# WRITTEN PROBLEM:
Print the lines below word for word, every one of them, with nothing changed.

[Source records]

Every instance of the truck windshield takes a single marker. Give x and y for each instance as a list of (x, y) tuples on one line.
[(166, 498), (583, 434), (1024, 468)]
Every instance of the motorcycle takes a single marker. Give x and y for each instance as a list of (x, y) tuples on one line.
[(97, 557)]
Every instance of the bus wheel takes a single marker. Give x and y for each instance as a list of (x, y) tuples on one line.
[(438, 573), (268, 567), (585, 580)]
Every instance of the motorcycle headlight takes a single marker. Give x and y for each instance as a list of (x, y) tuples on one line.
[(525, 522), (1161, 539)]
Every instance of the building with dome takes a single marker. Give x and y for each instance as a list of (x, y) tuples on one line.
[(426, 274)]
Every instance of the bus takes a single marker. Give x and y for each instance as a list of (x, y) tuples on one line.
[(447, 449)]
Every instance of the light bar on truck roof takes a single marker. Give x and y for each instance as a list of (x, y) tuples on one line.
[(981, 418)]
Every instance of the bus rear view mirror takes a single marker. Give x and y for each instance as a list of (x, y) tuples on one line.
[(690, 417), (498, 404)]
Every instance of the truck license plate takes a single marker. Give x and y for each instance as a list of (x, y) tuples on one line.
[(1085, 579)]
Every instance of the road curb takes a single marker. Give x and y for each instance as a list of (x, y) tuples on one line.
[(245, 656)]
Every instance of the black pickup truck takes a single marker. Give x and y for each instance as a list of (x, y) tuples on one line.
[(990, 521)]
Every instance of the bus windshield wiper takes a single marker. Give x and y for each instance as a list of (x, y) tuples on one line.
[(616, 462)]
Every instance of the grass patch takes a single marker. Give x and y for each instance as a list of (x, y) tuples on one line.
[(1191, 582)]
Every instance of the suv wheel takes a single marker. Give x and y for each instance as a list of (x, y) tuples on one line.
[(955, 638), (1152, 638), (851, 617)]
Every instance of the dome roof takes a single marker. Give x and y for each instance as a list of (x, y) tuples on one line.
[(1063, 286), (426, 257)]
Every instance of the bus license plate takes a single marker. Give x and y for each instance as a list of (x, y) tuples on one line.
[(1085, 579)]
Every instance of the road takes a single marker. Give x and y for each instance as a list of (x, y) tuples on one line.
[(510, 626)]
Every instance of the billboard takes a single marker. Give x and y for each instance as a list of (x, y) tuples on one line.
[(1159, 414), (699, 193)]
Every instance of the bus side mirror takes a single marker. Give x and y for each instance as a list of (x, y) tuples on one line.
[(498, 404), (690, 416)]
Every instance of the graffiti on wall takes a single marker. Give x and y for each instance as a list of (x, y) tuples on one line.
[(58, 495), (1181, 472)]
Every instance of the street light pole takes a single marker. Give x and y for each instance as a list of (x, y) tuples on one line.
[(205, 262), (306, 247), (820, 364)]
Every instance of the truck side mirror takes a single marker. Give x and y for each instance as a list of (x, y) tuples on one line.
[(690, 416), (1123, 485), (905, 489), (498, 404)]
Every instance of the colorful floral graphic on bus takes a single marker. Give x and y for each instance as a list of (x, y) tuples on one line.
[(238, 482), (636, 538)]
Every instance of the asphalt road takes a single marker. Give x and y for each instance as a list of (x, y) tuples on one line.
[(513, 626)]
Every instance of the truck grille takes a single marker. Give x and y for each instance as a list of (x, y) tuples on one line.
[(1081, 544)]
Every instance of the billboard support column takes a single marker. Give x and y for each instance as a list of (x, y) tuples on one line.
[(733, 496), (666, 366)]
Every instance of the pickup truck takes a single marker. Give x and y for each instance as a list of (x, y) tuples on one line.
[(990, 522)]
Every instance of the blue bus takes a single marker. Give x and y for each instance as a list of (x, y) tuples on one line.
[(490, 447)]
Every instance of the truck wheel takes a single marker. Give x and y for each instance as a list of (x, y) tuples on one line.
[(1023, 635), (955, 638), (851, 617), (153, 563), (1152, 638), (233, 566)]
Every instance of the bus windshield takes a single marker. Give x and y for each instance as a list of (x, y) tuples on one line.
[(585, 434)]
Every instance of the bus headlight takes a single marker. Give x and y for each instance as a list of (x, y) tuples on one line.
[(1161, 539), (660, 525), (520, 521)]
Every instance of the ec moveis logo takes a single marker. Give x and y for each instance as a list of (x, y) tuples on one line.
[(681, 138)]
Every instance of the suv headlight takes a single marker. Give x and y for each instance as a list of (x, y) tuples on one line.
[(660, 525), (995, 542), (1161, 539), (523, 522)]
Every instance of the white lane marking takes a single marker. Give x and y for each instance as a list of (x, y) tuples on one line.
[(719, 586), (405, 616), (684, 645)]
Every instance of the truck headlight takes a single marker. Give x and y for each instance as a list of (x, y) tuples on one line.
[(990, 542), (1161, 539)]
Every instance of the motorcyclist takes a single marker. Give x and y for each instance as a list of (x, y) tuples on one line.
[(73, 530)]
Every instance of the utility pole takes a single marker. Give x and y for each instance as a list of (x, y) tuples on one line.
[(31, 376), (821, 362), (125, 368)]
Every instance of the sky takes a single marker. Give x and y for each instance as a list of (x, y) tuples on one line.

# EXERCISE RESPONSE:
Every instance of the truck windshield takes a single marker. Give x and y for each instance as a list of (x, y) tuples on one line.
[(166, 498), (583, 434), (1024, 468)]
Every instance of the motorcycle takes a single marker. Give x and y for each instance as a list of (x, y) tuples on one line.
[(97, 557)]
Every instance of the bus wheel takes a single marker. Give x and y for each instance as a list of (x, y) tuples on one line.
[(438, 573), (268, 567), (585, 580)]
Every instance of the motorcycle headlight takes a single marker. Give x and y for each instance as a list of (x, y) tuples on one line.
[(525, 522), (1161, 539)]
Every instance of the building with dome takes a single marker. Give x and y for each instance as a list of (x, y) tuples on one line.
[(426, 274)]
Every instance of the bus takes a single marker. Give x and y for each instance as a list of (x, y) tuples on one line.
[(447, 449)]
Every instance of the light bar on truck roof takes a single marker. Give x and y for each instance as a list of (x, y) tuples on one line.
[(981, 418)]
Every instance of the bus rear view mirror takes a single marker. Give x and y for each instance as a list of (x, y) tuples on one line.
[(690, 417), (498, 404)]
Every instance of the truck license plate takes a single marker. Give x and y for each instance as a list of (x, y) tuples on one line.
[(1085, 579)]
Every instance of the road curb takes a single marker. Give x and y for each instance as a list of (x, y) tuples on one line.
[(245, 656)]
Every instance of the black pickup truck takes a single marker. Give x and y for each instance as a list of (x, y) tuples on one line.
[(990, 521)]
Every instance of the bus windshield wiper takes a single marker. Give x and y for each instance as a list of (x, y) tuples on one line.
[(616, 462)]
Every instance of the grass patch takes a single marker. Give x and y for each instance as a list of (x, y) tuples on one line.
[(1191, 582)]
Every instance of the suv wheel takes a single marker. Give x and y for each instance as a list of (x, y) tuples on one line.
[(955, 638), (1152, 638), (851, 617)]
Every instance of the dome roof takes a single marker. Give x and y for each instance as a list of (x, y) tuples on one line.
[(1063, 286), (426, 257)]
Every instance of the bus license plate takes a single marker. Give x and y for each instance as a list of (x, y) tuples on one line.
[(1085, 579)]
Every instance of the road takes a single marker. Give x and y for each instance as a list of (x, y) tuples on one line.
[(510, 626)]
Every instance of the billboard takes a single marker. Give x and y for each instance as a list of (x, y) tuples on one line.
[(1159, 414), (699, 193)]
Every instance of the bus side mirror takes a single marker. Give x and y for each instance as a list of (x, y) tuples on one line.
[(498, 404), (690, 416)]
Every instance of the graffiti on wall takes a single marker. Give x and y for each instance as a list of (x, y) tuples on one line.
[(58, 495), (1181, 472)]
Every instance of the street light pole takes a single marker. Give x and y for each instance as a list of (x, y) tuples on one line.
[(205, 262), (306, 247), (820, 364)]
Every instance of the truck side mirror takes a single marker. Give x and y for each instance as a list of (x, y) tuples on one line.
[(690, 416), (1123, 485), (905, 489), (498, 404)]
Every instance of the colorful floral graphic on bus takes a single marker. Give x and y for each instance as a list of (x, y) tuples on one line.
[(238, 482), (636, 538)]
Every instance of the asphalt road takes a single marker. Give x and y for each instance as a list of (x, y) tuples on one line.
[(513, 626)]
Every instance of the truck grille takes a single marker. Give x and y for each instance as a list of (x, y) tuples on one line.
[(1081, 544)]
Every instance of the billboard support column takes a single marker. Give x and y for each instance as a list of (x, y) tuples on one line.
[(733, 496), (666, 366)]
Every instance of the pickup truck takes a single marker. Give x and y for each instance as a list of (x, y) tuples on one line.
[(990, 522)]
Every instance of the blue bus takes a single marker. Give x and y for each instance as a list of (x, y) tuples on one line.
[(490, 447)]
Every instance of the truck wheel takes a single marker. Give x and y for each instance as a list of (x, y) tuples on one line.
[(1023, 635), (955, 638), (851, 617), (153, 563), (1152, 638), (233, 566)]
Every instance of the bus windshield takes a single marker. Give x and y for each instance as a list of (x, y) tuples on one line.
[(585, 434)]
Every instance of the bus headlight takes a single marker. Give x and y for each instance as a list of (x, y) tuples on one line.
[(1161, 539), (660, 525), (520, 521)]
Every instance of the ec moveis logo takes a single marker. Give x and y for each instance as a list of (x, y) tuples on one line.
[(681, 138)]
Every instance of the suv headlight takes a single marker. Give x and y for each instance as a list of (x, y) tuples on one line.
[(660, 525), (995, 542), (1161, 539), (523, 522)]
Every instance of the white lane marking takes a single marker. Give x and y for each instance as a list of (x, y) tuples on one line.
[(719, 586), (405, 616), (684, 645)]
Every instance of the truck headlight takes a single marker. Give x and y for each instance as a list of (x, y) tuples on one line.
[(990, 542), (1161, 539)]
Every instance of the motorcyclist takes a single marker. Give x and y for each instance as a list of (x, y) tuples on one line.
[(73, 530)]
Every instance of the utility pole takes a single marker. Give x and y for each instance as a list of (x, y) tuples on one line.
[(31, 376), (821, 362), (125, 368)]
Every instance of the sky takes a single marker. Give x and y for each instance as a list of (x, y) tuples on one line.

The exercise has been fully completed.